** start of Records shown **

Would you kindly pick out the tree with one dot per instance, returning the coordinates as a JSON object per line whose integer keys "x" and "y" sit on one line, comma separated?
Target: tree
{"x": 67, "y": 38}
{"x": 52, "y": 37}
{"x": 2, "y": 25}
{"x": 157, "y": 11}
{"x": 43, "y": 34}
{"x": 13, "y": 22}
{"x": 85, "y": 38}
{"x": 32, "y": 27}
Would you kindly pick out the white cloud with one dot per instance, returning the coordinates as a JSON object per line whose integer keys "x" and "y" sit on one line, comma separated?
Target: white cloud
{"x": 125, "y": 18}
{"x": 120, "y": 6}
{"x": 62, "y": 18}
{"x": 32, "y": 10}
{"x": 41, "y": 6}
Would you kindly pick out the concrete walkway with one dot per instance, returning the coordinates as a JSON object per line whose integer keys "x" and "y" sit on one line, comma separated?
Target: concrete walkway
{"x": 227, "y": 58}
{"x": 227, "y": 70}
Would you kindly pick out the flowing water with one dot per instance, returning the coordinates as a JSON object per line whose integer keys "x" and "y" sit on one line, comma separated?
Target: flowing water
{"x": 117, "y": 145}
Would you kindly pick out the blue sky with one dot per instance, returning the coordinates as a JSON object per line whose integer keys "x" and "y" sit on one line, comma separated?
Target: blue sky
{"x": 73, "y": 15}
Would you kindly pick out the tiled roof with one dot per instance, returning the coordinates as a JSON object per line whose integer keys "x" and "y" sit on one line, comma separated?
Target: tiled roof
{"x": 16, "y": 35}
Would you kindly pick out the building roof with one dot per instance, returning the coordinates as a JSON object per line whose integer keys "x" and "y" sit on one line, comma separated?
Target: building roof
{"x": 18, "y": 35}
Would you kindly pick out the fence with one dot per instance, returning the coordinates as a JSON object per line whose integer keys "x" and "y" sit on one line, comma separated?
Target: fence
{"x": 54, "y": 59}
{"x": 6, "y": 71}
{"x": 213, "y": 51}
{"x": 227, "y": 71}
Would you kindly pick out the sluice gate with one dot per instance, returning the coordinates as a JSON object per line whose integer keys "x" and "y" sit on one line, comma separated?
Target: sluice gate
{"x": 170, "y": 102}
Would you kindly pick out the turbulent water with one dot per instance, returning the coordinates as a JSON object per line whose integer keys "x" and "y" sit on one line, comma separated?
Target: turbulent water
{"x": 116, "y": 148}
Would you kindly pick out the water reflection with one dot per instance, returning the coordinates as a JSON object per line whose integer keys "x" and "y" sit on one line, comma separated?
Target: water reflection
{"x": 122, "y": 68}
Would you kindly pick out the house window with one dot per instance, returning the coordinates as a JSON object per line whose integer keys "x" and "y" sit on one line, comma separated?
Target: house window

** end of Records shown **

*Instructions to follow*. Switch every "pick out" in the records above to "mark", and write out the records again with nothing else changed.

*Result of this exercise*.
Would you kindly mark the tree with one dot per instance, returning the coordinates as a JSON object per line whose integer keys "x" and "y" sit on one line, comma separated?
Target: tree
{"x": 67, "y": 38}
{"x": 52, "y": 37}
{"x": 2, "y": 25}
{"x": 157, "y": 11}
{"x": 43, "y": 34}
{"x": 13, "y": 22}
{"x": 85, "y": 38}
{"x": 32, "y": 27}
Would you kindly mark the white cloud with one dot per instance, returning the coordinates as a JSON object per line whose integer keys "x" and "y" sit on one line, comma separated?
Target: white cloud
{"x": 125, "y": 18}
{"x": 120, "y": 6}
{"x": 62, "y": 18}
{"x": 32, "y": 10}
{"x": 41, "y": 6}
Would you kindly mark the concrete walkway with one dot per instance, returning the coordinates as a JSON object per line whose integer keys "x" and "y" sit on one line, comma separated?
Target: concrete walkway
{"x": 227, "y": 58}
{"x": 227, "y": 70}
Would you kindly mark the flowing water with one dot per instance, returning the coordinates as a JSON object per line whose integer keys "x" and "y" sit on one line, comma separated?
Target: flowing water
{"x": 117, "y": 145}
Would you kindly mark the blue sky with one dot per instance, returning the coordinates as a JSON object per line whose integer keys "x" and "y" sit on one line, comma separated?
Target: blue sky
{"x": 73, "y": 15}
Would you kindly mark the tiled roof with one dot per instance, returning the coordinates as a JSON object per line whose integer keys "x" and "y" sit on one line, comma separated?
Target: tiled roof
{"x": 16, "y": 35}
Would you kindly mark the building roof with one dot per instance, returning the coordinates as a JSON object per line whose integer keys "x" and "y" sit on one line, comma separated?
Target: building roof
{"x": 18, "y": 35}
Would you kindly mark the fence with one dot per instance, returning the coordinates as a JSON object per line whose integer keys "x" and "y" sit on one line, comma separated?
Target: fence
{"x": 54, "y": 59}
{"x": 6, "y": 71}
{"x": 213, "y": 51}
{"x": 227, "y": 71}
Would you kindly mark the sluice gate with one dot per instance, returning the coordinates as a JSON object per line whose integer keys "x" and "y" sit on one line, comma separated?
Target: sluice gate
{"x": 170, "y": 102}
Would you kindly mark the turbulent water with one dot per instance, returning the coordinates as a JSON object per line whose integer keys "x" and "y" sit on one line, comma separated?
Target: turbulent water
{"x": 116, "y": 148}
Would you kindly mark the water reflection with one dot per instance, returning the coordinates as a JSON object per line whose integer keys "x" and "y" sit on one line, comma separated?
Target: water reflection
{"x": 122, "y": 68}
Would you kindly mark the house window with one dot per instance, returning the coordinates as a JSON object per line whose integer keys "x" and "y" sit on one line, comma separated?
Target: house window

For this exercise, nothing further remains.